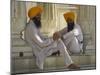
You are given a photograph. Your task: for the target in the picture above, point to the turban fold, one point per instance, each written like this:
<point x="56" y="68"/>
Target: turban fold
<point x="70" y="15"/>
<point x="35" y="11"/>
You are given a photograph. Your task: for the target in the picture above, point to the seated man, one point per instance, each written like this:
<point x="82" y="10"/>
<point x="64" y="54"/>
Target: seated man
<point x="73" y="44"/>
<point x="44" y="47"/>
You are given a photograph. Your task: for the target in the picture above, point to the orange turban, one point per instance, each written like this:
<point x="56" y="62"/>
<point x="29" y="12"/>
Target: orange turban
<point x="70" y="15"/>
<point x="34" y="11"/>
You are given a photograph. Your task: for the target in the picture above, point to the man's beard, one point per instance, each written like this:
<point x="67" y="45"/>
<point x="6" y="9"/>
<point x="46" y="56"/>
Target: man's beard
<point x="37" y="22"/>
<point x="70" y="26"/>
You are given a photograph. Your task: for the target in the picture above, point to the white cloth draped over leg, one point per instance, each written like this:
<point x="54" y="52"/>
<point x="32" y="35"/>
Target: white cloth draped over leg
<point x="51" y="49"/>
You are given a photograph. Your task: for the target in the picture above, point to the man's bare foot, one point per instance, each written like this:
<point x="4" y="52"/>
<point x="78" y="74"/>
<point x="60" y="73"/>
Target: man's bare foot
<point x="73" y="66"/>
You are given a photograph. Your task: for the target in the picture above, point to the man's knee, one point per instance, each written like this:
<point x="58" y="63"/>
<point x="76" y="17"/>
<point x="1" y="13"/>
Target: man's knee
<point x="78" y="51"/>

-=-=-

• **Problem to work on**
Copy out all of the data above word for word, leaving out the picture.

• **Exercise result**
You are given a photograph. Your task: for the target in the picture above, point to the turban fold, one point per instance, each written like this:
<point x="56" y="68"/>
Target: turban fold
<point x="70" y="15"/>
<point x="35" y="11"/>
You are given a photograph. Your task: for the target in the picture above, point to the seated man, one point per instance, each written like this:
<point x="82" y="10"/>
<point x="64" y="54"/>
Target: seated man
<point x="73" y="44"/>
<point x="44" y="47"/>
You are given a photograph. Your task: for the target in the picture above, point to the orange turban, one point per instance, each written like this:
<point x="56" y="62"/>
<point x="29" y="12"/>
Target: orange turban
<point x="70" y="15"/>
<point x="34" y="11"/>
You are given a photograph. Your task: for the target in the picture above, point to the man's beard, one point per instance, each written like this:
<point x="67" y="45"/>
<point x="6" y="9"/>
<point x="46" y="56"/>
Target: man's beard
<point x="37" y="22"/>
<point x="70" y="26"/>
You are given a photograph. Your task: for the target in the picture above, point to the white cloth draped over leg, one point per instance, each written like this:
<point x="54" y="52"/>
<point x="32" y="35"/>
Target: white cloth draped over leg
<point x="51" y="49"/>
You are given a photograph. Your task: for the target in the picture above, point to the man's bare foot, one point per instance, each written like this:
<point x="4" y="52"/>
<point x="78" y="74"/>
<point x="60" y="73"/>
Target: man's bare foot
<point x="73" y="66"/>
You are given a photograph. Your task: for the target in the picture above, point to the man's knee, one point per instance, each written like this:
<point x="58" y="63"/>
<point x="76" y="17"/>
<point x="1" y="13"/>
Target: man's knee
<point x="78" y="51"/>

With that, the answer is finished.